[Stored dataset items]
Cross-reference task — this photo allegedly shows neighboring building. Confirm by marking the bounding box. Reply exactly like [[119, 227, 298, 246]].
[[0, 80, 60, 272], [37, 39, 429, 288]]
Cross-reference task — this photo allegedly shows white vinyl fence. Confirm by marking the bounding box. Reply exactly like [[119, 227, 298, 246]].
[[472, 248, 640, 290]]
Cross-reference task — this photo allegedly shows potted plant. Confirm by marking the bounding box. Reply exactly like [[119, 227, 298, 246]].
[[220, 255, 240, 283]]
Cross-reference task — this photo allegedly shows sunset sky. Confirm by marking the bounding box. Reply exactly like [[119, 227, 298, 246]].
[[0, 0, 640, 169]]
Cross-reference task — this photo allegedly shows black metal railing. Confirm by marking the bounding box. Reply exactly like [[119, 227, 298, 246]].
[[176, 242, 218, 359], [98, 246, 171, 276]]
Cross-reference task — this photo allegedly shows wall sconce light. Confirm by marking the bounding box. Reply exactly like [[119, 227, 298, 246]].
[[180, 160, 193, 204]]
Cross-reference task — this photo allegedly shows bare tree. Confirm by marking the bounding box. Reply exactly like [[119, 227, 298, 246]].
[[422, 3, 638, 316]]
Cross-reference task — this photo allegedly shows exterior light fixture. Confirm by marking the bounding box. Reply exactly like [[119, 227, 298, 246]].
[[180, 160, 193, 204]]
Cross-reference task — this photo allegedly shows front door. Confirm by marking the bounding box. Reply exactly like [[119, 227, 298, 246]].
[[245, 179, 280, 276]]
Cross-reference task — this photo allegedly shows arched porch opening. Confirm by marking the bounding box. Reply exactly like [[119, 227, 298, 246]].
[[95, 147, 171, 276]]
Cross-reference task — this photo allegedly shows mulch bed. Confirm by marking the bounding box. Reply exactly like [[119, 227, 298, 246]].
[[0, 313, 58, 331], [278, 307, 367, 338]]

● **What you should do**
Retype each record exactly, leaving nothing out.

● **Task result**
Cross-reference task — this photo allegedly shows neighboring building. Confirm by marking the bounding box. Reply exactly like [[119, 227, 298, 246]].
[[0, 80, 60, 272], [37, 39, 429, 288]]
Cross-reference task — this photo allegedly shows white vinyl fence. Confirm by marking the bounding box. Reply exactly like [[119, 227, 298, 246]].
[[472, 248, 640, 290]]
Cross-reference task — this photo allegedly shows potted plant. Confirm by marking the bounding box. Reply exactly like [[119, 227, 298, 246]].
[[220, 255, 240, 283]]
Cross-reference task — this photo allegedly shows sunset sky. Confirm by marking the bounding box. Reply exactly like [[119, 227, 298, 246]].
[[0, 0, 640, 169]]
Cross-reference task — this photo allegedly shows black metal railing. Confirm by marking the bounding box. Reply exactly like [[119, 227, 298, 246]].
[[176, 242, 218, 359], [98, 246, 171, 276]]
Cross-reference task — this photo allegedly shows wall sconce light. Confirm by marking the bounding box. Reply exactly like [[119, 227, 298, 246]].
[[180, 160, 193, 204]]
Cross-reference task — this photo allegedly shows bare tree. Confirm by marking the bounding box. Reply exactly like [[119, 227, 298, 246]].
[[422, 3, 638, 316]]
Cross-reference task — this photo allegedly shows exterior light fixture. Confirm by marking the bounding box. Reply exactly like [[119, 227, 298, 246]].
[[180, 160, 193, 204]]
Cross-reference task — this photo allegedly shows front door. Confirm by marking the bounding box. Reply exactly like [[119, 227, 298, 246]].
[[245, 179, 280, 276]]
Cross-reference task — this photo allegedly shows arched porch opening. Confirm by marking the bounding box. Reply exactly like [[119, 227, 298, 246]].
[[95, 147, 171, 276]]
Cross-reference task — this photo allegedly shows mulch bed. Confirm by marking the bounding box. Reply exactly like [[119, 227, 298, 246]].
[[0, 313, 58, 331], [278, 307, 367, 338]]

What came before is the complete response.